Records from a data source:
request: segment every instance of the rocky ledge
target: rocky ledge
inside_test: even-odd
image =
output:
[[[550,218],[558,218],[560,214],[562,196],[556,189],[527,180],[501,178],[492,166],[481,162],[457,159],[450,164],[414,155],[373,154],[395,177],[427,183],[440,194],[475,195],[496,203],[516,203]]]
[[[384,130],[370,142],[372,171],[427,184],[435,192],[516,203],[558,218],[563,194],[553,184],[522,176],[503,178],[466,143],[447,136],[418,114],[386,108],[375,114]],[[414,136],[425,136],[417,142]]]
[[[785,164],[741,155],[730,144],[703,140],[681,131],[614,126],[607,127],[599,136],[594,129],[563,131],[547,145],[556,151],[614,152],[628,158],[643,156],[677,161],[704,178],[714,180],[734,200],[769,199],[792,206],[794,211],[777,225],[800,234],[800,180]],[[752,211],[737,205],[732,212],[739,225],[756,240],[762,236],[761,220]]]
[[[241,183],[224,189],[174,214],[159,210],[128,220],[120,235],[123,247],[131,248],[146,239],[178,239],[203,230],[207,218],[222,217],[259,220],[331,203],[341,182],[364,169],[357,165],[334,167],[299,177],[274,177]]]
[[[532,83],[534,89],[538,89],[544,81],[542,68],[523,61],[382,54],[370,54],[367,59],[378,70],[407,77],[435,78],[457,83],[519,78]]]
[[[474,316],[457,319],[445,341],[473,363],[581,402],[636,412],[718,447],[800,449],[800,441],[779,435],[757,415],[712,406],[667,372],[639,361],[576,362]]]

REQUIRED ACTION » A faithful, word-for-word copy of the data is the expected answer.

PROBLEM SOLUTION »
request: segment every instance of the rocky ledge
target: rocky ledge
inside_test: even-odd
image =
output:
[[[550,218],[558,218],[560,214],[562,196],[556,189],[527,180],[501,178],[492,166],[481,162],[457,159],[450,164],[414,155],[373,154],[395,177],[427,183],[440,194],[475,195],[496,203],[516,203]]]
[[[384,130],[370,142],[372,171],[427,184],[435,192],[516,203],[558,218],[563,194],[553,184],[522,176],[503,178],[466,143],[447,136],[418,114],[386,108],[375,114]],[[414,136],[425,136],[417,142]]]
[[[785,164],[741,155],[730,144],[703,140],[681,131],[614,126],[607,127],[599,136],[594,129],[563,131],[547,145],[556,151],[614,152],[628,158],[643,156],[677,161],[704,178],[714,180],[734,200],[769,199],[792,206],[794,211],[777,225],[800,234],[800,180]],[[752,211],[737,205],[732,212],[739,225],[756,240],[762,236],[761,220]]]
[[[241,183],[224,189],[174,214],[159,210],[128,220],[120,235],[123,247],[131,248],[146,239],[178,239],[203,230],[207,218],[222,217],[259,220],[331,203],[341,182],[364,169],[357,165],[334,167],[299,177],[274,177]]]
[[[532,83],[534,89],[538,89],[544,81],[542,68],[523,61],[382,54],[370,54],[367,59],[378,70],[407,77],[435,78],[457,83],[519,78]]]
[[[474,316],[457,319],[445,341],[473,363],[581,402],[636,412],[718,447],[800,449],[800,441],[779,435],[757,415],[712,406],[667,372],[639,361],[576,362]]]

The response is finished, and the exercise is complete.